- Challenge
Please lay out the lines of the items from the line containing "Objective — for every instance of the cactus shadow" through the line containing "(1189, 465)", inclusive, as a Markdown table with columns Row and Item line. Number each row and leave out blank lines.

- Exercise input
.....

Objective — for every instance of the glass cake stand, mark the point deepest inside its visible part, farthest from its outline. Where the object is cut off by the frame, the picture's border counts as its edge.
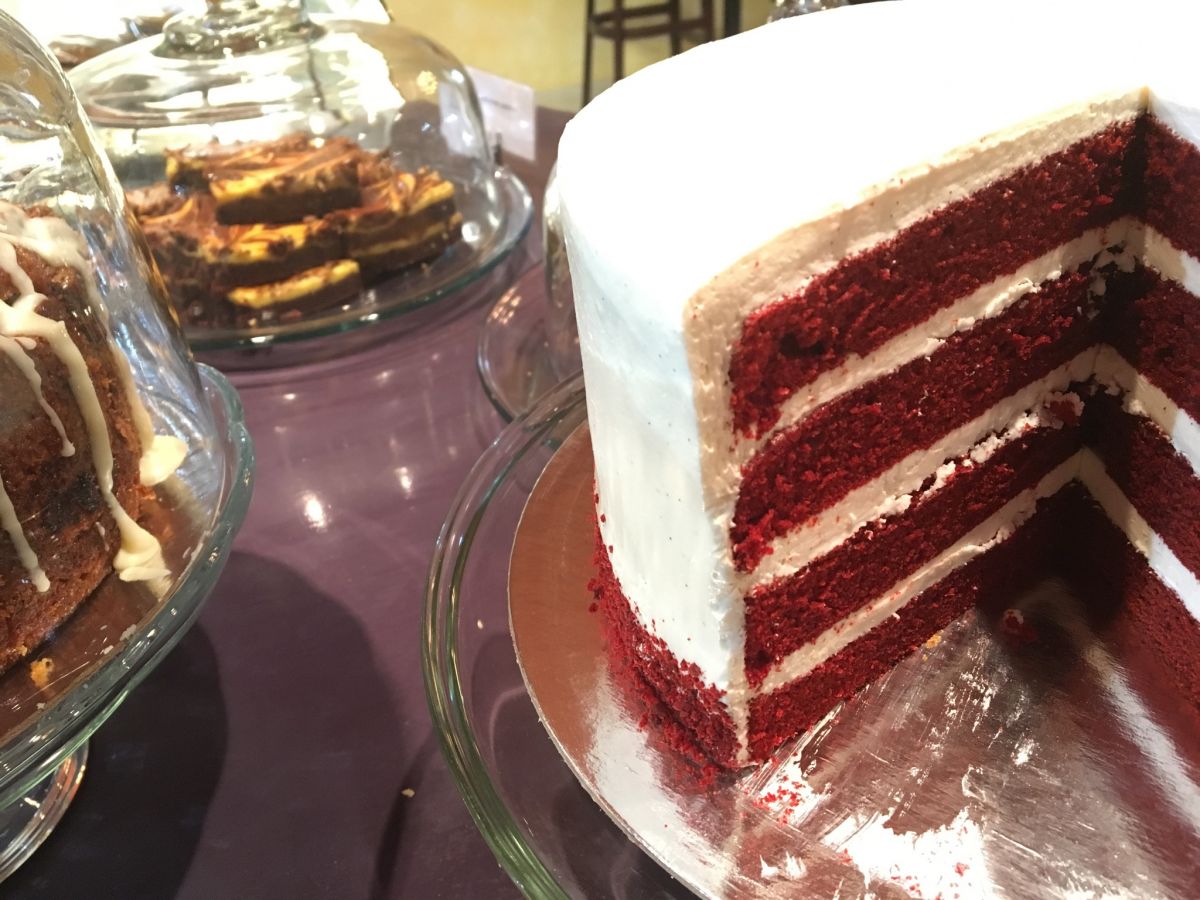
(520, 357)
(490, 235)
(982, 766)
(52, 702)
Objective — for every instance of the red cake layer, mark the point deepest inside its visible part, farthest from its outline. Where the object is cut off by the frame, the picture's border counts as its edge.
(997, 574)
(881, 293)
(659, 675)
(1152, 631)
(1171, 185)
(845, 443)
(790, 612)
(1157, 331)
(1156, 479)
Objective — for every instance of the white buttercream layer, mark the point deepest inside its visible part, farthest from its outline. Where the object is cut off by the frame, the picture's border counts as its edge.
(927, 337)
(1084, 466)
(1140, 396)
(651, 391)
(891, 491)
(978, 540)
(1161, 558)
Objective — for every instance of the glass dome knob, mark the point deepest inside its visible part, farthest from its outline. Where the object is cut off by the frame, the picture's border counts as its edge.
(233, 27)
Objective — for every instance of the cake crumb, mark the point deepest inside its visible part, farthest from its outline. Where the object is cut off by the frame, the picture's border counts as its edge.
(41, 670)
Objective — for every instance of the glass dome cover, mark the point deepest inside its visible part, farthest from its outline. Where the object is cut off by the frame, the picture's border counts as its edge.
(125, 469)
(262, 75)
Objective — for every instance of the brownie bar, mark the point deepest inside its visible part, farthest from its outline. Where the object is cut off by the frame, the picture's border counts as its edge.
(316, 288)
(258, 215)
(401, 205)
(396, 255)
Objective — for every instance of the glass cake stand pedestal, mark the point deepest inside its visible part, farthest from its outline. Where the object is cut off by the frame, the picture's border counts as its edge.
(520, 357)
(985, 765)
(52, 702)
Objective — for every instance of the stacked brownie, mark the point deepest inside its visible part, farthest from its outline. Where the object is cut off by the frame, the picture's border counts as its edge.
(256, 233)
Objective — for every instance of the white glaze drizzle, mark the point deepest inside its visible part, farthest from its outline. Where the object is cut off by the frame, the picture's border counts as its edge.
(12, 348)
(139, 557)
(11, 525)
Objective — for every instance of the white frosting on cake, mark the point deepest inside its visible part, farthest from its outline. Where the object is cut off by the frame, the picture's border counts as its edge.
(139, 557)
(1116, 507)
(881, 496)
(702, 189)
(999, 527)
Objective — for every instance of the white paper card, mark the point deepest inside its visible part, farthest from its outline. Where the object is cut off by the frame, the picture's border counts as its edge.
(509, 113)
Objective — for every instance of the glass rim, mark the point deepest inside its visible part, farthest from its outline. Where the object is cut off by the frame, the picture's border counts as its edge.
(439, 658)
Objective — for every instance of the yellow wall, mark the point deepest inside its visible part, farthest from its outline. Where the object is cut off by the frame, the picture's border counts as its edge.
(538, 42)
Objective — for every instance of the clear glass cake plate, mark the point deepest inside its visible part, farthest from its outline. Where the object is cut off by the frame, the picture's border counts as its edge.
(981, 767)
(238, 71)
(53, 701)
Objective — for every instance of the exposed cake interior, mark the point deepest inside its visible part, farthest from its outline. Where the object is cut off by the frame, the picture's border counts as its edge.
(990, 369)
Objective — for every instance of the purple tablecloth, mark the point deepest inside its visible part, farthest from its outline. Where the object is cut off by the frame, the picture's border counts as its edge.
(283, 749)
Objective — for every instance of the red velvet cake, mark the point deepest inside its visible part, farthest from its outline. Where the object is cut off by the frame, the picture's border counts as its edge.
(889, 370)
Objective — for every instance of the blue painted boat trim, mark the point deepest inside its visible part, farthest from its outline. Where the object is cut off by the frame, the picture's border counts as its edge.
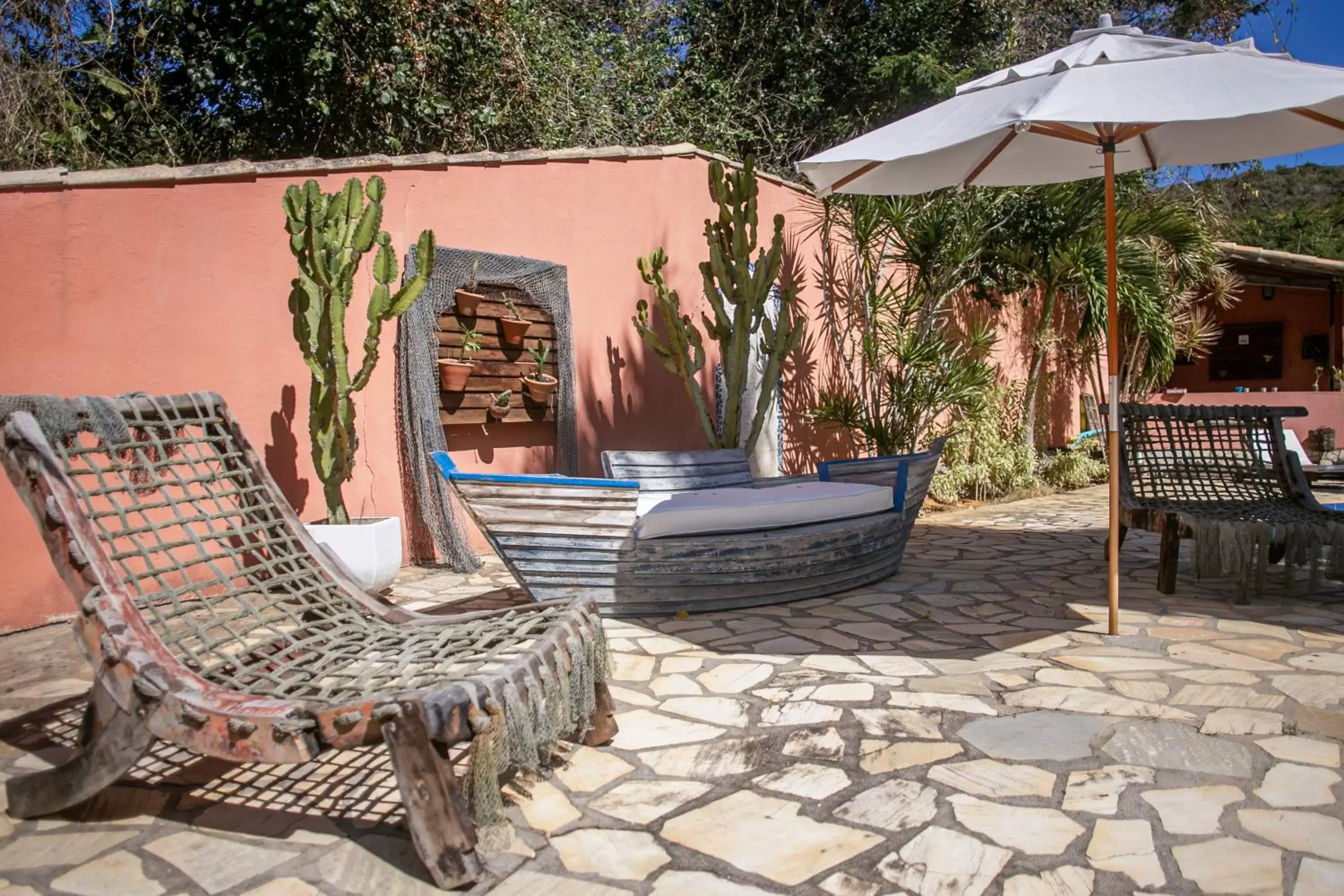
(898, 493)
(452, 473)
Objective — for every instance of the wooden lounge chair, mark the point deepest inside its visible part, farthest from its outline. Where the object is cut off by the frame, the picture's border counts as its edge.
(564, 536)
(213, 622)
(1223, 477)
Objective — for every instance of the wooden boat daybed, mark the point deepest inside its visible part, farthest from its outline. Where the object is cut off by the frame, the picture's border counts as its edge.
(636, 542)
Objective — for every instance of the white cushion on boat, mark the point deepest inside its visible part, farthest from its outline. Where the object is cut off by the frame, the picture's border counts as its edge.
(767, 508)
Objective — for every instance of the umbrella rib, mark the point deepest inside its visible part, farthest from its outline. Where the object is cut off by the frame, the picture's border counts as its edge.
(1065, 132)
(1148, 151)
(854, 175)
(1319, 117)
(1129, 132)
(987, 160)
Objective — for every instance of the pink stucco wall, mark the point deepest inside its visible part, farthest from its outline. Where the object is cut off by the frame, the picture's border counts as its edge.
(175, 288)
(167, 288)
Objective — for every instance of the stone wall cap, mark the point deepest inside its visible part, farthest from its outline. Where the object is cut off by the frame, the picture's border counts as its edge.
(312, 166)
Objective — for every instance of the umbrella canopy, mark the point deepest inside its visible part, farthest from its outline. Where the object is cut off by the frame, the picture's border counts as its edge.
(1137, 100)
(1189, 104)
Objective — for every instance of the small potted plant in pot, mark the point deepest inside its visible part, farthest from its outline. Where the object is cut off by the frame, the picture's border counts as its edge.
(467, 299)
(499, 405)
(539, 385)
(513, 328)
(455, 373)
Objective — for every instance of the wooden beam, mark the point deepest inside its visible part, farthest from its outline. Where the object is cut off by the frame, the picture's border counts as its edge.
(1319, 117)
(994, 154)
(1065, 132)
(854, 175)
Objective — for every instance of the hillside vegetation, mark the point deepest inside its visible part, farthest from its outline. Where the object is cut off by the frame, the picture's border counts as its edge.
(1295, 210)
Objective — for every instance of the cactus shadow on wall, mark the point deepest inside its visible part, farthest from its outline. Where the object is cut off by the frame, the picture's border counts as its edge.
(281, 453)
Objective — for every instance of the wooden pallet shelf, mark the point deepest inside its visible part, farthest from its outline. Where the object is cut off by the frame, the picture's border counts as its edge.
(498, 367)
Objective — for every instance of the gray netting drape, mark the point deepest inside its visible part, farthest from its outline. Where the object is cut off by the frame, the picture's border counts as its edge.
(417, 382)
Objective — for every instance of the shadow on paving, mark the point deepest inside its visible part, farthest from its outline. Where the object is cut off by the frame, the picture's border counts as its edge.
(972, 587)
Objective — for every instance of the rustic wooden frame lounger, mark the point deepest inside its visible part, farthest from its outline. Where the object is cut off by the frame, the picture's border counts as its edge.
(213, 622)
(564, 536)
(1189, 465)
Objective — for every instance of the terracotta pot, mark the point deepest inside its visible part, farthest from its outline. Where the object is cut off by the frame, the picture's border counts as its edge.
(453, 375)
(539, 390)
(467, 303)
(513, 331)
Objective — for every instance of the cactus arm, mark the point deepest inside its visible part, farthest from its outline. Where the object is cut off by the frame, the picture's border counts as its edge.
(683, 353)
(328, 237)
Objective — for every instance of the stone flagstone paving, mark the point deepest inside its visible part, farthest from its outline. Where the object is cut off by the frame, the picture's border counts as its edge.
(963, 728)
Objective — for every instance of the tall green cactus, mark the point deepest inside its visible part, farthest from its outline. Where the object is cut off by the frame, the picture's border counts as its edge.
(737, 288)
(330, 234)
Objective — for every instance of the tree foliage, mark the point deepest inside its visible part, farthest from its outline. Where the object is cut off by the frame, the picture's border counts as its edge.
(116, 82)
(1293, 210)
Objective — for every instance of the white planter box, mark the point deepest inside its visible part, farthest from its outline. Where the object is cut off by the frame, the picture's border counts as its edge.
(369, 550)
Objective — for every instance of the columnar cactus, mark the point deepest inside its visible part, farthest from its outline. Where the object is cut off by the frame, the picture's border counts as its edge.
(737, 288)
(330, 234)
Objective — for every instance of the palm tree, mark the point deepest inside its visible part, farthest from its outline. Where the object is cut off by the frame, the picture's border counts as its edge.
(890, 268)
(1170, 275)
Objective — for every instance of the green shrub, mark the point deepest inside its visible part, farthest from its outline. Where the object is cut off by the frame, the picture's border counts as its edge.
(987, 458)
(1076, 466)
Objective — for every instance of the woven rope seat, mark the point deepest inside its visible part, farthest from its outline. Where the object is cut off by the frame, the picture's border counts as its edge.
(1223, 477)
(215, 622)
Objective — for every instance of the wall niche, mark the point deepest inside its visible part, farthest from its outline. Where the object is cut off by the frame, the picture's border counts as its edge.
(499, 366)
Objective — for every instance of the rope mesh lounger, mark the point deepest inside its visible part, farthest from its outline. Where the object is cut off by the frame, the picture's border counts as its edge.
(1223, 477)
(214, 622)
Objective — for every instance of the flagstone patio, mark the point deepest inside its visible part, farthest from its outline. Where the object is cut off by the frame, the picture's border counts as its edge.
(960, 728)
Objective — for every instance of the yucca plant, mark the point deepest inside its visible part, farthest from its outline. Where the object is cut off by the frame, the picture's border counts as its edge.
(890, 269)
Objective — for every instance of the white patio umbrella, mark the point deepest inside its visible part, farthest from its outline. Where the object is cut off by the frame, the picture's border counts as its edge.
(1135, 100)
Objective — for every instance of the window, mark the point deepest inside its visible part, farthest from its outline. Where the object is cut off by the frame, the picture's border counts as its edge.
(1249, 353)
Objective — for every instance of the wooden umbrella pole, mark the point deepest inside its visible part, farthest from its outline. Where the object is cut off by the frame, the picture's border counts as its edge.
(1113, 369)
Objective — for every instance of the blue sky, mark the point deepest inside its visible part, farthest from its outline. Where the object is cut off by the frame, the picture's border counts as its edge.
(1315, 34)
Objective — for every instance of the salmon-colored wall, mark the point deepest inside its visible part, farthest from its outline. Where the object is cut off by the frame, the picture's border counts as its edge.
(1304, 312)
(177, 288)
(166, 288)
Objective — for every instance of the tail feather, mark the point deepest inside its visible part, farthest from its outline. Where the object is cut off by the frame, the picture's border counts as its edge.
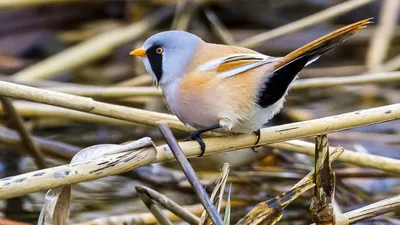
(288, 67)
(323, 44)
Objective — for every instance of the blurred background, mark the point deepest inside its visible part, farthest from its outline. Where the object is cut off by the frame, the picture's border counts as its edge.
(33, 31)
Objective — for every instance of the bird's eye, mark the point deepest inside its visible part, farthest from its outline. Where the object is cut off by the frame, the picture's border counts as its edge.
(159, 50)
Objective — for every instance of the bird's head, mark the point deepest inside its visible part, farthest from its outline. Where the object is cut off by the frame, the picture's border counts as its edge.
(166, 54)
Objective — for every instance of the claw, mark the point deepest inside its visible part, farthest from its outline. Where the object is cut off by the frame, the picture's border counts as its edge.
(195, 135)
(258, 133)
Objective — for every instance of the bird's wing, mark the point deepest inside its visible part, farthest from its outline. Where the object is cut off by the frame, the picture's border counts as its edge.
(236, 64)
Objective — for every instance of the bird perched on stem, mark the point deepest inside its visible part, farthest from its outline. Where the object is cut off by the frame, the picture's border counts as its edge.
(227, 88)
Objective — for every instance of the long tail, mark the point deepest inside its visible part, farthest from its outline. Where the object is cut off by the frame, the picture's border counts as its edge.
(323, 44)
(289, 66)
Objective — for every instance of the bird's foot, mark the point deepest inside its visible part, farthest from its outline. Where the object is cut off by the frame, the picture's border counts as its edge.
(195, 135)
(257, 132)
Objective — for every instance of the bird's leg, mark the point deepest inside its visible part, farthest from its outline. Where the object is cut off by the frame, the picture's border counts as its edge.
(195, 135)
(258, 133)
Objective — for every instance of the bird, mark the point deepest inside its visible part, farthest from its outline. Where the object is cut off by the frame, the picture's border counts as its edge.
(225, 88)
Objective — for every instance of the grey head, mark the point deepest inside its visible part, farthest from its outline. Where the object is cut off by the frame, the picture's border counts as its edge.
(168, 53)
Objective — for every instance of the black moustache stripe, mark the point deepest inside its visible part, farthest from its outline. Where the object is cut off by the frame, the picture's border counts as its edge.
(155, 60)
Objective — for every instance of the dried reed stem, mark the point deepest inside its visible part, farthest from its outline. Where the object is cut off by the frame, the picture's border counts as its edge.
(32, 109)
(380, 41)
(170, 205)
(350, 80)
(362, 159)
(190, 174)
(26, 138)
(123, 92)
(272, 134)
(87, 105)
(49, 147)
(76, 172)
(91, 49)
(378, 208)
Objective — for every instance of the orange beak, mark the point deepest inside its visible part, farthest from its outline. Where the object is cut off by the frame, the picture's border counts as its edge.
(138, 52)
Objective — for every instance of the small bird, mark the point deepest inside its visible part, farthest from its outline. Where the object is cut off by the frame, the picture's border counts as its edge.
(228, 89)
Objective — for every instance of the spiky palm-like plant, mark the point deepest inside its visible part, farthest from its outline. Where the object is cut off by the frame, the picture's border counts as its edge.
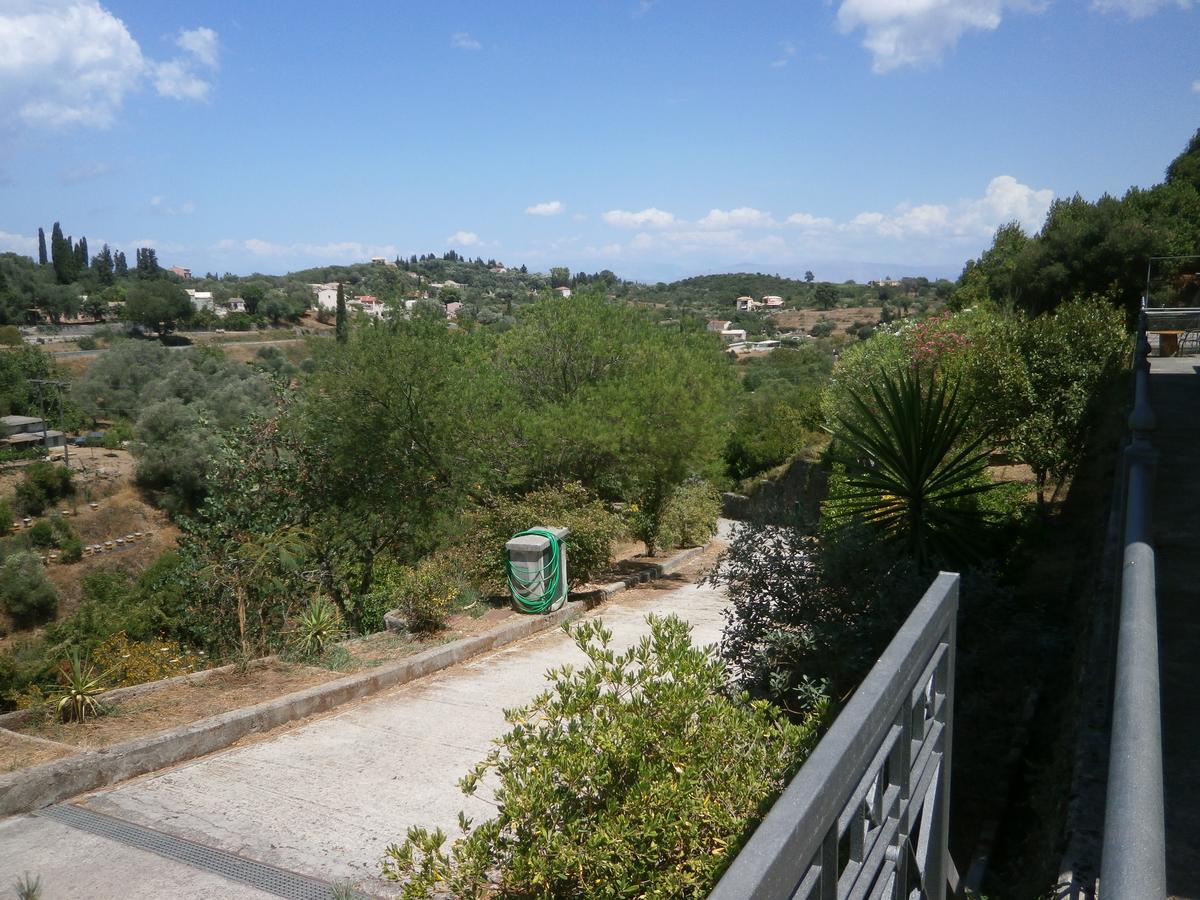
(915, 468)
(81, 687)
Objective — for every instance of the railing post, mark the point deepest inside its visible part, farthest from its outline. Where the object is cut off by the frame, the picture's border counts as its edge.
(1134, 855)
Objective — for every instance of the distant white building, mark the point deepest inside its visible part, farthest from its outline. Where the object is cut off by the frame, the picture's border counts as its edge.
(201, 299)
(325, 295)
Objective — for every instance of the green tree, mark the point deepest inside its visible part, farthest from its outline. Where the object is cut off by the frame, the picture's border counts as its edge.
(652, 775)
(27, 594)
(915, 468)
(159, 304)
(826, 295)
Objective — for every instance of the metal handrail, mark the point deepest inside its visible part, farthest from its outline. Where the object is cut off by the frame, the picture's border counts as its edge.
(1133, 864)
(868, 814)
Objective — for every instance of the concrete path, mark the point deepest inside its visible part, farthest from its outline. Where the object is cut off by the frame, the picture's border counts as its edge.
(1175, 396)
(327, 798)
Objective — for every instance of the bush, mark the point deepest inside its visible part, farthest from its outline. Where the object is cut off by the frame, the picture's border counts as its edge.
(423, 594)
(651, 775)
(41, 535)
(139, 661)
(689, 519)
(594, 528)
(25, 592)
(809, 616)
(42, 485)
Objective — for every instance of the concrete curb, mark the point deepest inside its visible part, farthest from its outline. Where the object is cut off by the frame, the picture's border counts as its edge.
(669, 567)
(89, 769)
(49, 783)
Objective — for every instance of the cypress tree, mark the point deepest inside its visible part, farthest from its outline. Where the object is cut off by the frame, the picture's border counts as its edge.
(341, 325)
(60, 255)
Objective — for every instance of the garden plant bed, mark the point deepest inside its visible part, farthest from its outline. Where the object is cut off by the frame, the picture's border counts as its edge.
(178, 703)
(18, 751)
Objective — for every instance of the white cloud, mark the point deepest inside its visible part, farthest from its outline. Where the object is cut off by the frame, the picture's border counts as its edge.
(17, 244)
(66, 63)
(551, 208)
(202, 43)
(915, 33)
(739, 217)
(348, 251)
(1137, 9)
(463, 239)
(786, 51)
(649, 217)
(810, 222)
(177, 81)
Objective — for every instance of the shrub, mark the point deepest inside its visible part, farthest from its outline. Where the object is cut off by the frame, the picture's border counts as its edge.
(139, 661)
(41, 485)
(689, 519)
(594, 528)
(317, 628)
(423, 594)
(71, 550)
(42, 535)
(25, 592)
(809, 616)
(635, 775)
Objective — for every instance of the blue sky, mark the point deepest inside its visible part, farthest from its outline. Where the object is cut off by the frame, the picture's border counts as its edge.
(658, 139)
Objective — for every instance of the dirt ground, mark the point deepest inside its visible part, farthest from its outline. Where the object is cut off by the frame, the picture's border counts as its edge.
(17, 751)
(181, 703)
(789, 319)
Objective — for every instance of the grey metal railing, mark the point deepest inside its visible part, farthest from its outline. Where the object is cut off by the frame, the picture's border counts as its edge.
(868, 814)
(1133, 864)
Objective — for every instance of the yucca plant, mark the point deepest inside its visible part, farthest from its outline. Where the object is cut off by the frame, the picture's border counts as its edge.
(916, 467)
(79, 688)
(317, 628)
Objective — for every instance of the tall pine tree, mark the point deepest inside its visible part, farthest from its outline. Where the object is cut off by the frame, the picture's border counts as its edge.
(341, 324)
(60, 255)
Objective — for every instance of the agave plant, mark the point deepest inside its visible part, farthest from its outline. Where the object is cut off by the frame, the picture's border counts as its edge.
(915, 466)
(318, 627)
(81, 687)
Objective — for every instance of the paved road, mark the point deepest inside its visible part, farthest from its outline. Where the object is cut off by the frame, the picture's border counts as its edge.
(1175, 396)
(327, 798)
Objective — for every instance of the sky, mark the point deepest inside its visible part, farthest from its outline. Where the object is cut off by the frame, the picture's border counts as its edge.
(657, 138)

.....

- Task answer
| Row | Item line |
|---|---|
| 1 | Objective — for every instance of the cactus shadow on wall, mark the point deepest inside its visible part, farthest from its outline. Where the object is cut off by the frame, the picture's border counts as its edge. |
| 2 | (281, 453) |
| 3 | Objective — for every instance of the wooden pallet shelf, mark the point deepest inside its visible part, farthest from its outline. Where the object is cut off by the frame, the picture's border counts as its edge. |
| 4 | (498, 367) |
| 5 | Objective — for every instance of the gray netting drape, mark the point deepest inside its visible part, farthest from its outline. Where the object is cut off by the frame, the picture's border counts as its edge. |
| 6 | (417, 382) |
| 7 | Objective — for every instance of the shadow on paving, mark the point deepest inside its visible part, farthest from its outline. Where the object is cut off by the frame, the picture's border counts as its edge. |
| 8 | (972, 587) |
| 9 | Objective — for every instance of the rustic wooden frame lounger, mark the point deepest inside its visible part, farthest from its outline. Where the object is cut off by the frame, the picture's border counts as its edge. |
| 10 | (213, 622) |
| 11 | (564, 536) |
| 12 | (1189, 465) |